● Deine Aufgaben
• 1. Aktualisiere im Text über die Drohmails den Abschnitt von „Die hessische Polizei“ bis „sie nicht nennen.“, indem du „Sprecherin“ durch „Pressesprecherin“ ersetzt. Gib den Abschnitt danach vollständig wieder.
• 2. Nenne alle Wortlaute, die im Text über die Drohmails in Anführungszeichen stehen.
• 3. Führe den Text über die Drohmails nach seinem letzten Satz weiter.

● Vorliegender Text
◇ ◇ ◇

Drohmails an Linken-Politikerin
Der Rücktritt steht im Zusammenhang mit rechtsextremistischen E-Mails an die Linken-Politikerin Janine Wissler. Die hessische Linken-Fraktionschefin und stellvertretende Bundesvorsitzende ihrer Partei hatte Schreiben mit Morddrohungen erhalten. Dabei waren zuvor persönliche Daten über einen hessischen Polizeicomputer abgefragt worden.
Die hessische Polizei geht weiteren Fällen ähnlicher Bedrohungen nach, die aus den eigenen Reihen stammen könnten. Die Sprecherin der Staatsanwaltschaft Frankfurt/Main bestätigte, dass es "weitere Fälle" gebe. "Wir haben mehrere Drohschreiben gegen mehrere Geschädigte." Namen wollte sie nicht nennen.
Es gibt schon länger den Verdacht, dass es ein rechtes Netzwerk in der hessischen Polizei geben könnte. So hatte die Frankfurter Anwältin Seda Basay-Yildiz, die im NSU-Prozess Nebenkläger aus den Familien der Opfer der rechtsextremen Mordserie vertrat, bereits 2018 Drohschreiben erhalten, die mit "NSU 2.0" unterzeichnet waren.

◇ ◇ ◇

Quelldaten:
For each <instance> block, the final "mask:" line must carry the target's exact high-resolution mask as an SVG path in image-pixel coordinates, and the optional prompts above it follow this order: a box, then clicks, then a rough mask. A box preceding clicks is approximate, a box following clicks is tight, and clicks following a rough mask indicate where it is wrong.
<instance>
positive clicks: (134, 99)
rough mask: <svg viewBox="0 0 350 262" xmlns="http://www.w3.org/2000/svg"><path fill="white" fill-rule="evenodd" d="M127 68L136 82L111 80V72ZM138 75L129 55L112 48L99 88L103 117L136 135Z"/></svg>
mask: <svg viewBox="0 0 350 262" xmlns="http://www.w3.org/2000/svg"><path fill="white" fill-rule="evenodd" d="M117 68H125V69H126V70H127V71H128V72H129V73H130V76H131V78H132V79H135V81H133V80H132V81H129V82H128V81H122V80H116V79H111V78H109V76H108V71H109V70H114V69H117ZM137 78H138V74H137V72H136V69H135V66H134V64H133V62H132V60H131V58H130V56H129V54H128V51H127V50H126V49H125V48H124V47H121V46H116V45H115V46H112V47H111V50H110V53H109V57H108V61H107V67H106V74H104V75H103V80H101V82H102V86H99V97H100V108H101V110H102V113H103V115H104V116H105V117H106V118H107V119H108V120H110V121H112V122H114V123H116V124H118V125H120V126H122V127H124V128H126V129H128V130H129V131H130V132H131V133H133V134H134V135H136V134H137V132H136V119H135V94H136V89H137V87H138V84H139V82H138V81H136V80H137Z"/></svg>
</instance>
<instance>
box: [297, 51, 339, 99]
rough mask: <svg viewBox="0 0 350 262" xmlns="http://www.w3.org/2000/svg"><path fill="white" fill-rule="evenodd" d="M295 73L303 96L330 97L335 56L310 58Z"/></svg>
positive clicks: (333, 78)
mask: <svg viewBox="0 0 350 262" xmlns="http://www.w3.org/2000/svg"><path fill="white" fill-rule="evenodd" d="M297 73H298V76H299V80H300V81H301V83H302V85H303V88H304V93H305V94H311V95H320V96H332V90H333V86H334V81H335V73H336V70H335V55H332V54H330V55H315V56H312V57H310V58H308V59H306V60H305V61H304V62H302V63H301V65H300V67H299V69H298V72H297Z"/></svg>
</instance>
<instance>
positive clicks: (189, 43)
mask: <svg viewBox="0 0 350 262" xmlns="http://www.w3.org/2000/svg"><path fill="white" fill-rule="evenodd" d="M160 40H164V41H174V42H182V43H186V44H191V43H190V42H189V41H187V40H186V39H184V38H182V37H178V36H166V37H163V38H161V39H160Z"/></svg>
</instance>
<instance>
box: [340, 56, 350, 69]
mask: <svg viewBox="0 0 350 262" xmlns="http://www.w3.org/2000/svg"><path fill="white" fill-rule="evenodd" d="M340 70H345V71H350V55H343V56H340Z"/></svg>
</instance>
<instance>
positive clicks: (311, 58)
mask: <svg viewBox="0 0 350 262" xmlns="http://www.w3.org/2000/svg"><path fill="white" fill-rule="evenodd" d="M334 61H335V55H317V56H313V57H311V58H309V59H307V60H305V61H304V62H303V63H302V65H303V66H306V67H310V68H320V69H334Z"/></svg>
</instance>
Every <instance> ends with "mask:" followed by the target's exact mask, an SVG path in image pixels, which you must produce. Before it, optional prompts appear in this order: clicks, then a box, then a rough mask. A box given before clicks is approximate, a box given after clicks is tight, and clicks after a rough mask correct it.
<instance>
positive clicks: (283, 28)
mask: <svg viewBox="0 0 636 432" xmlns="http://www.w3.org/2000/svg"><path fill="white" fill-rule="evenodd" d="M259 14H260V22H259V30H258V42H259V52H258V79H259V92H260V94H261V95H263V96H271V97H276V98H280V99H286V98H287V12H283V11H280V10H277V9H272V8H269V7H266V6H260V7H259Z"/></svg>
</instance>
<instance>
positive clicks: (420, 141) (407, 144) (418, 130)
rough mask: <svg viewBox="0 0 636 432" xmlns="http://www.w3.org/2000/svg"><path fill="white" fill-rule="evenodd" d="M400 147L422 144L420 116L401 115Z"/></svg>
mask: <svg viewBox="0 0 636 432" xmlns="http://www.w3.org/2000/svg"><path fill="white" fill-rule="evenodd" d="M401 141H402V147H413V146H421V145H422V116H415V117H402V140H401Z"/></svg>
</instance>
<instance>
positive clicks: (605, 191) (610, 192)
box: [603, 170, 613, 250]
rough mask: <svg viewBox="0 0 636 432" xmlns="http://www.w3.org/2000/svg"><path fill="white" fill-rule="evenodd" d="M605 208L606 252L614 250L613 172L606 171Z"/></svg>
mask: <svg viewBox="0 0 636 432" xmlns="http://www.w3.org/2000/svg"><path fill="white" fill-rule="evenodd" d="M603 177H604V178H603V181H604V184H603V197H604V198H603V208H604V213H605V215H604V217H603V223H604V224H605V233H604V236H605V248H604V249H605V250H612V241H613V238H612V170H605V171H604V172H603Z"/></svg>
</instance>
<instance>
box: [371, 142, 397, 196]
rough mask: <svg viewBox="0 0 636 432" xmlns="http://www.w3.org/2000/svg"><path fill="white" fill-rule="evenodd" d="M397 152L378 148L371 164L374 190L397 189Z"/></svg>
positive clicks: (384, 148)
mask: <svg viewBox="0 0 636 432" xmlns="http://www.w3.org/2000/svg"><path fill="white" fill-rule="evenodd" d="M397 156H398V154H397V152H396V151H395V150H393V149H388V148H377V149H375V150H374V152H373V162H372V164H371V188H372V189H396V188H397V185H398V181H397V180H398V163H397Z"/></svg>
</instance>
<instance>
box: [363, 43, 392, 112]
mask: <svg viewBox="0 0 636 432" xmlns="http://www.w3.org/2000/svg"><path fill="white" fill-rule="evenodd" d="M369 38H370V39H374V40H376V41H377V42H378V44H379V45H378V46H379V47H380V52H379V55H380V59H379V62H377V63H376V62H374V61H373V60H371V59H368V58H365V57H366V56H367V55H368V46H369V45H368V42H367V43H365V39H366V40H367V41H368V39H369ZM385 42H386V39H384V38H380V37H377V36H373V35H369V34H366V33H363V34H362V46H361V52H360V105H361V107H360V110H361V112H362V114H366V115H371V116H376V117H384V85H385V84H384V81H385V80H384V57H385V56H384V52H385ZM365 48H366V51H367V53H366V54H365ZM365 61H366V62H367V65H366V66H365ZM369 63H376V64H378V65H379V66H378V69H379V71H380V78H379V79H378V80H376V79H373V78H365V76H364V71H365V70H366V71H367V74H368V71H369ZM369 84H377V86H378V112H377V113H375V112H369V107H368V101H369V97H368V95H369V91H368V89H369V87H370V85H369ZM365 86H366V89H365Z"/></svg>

◇ ◇ ◇

● Gelöste Aufgaben
• 1.
Die hessische Polizei geht weiteren Fällen ähnlicher Bedrohungen nach, die aus den eigenen Reihen stammen könnten. Die Pressesprecherin der Staatsanwaltschaft Frankfurt/Main bestätigte, dass es "weitere Fälle" gebe. "Wir haben mehrere Drohschreiben gegen mehrere Geschädigte." Namen wollte sie nicht nennen.

• 2.
- "weitere Fälle"
- "Wir haben mehrere Drohschreiben gegen mehrere Geschädigte."
- "NSU 2.0"

• 3.
Auch Berliner Kabarettistin betroffen
Unterdessen wurde bekannt, dass auch sensible Daten der Berliner Kabarettistin Idil Baydar von einem Rechner eines Polizeireviers in Wiesbaden abgefragt wurden. Baydar wird seit Monaten mit dem Tod bedroht, sie erhielt ebenso wie Wissler und Basay-Yildiz Droh-Mails mit dem Absender "NSU 2.0".
Im ARD-Fernsehen kritisierte Baydar am Dienstag scharf, dass sie von der Abfrage erst am Montag durch einen Journalisten erfuhr und die Polizei sie bis heute nicht informiert habe. "Das trägt auch nicht gerade zur Vertrauensbildung bei", sagte sie. In dieser "obskuren Situation" wisse sie nicht einmal, "ob die Polizei das aufklärt, wenn mir etwas passiert".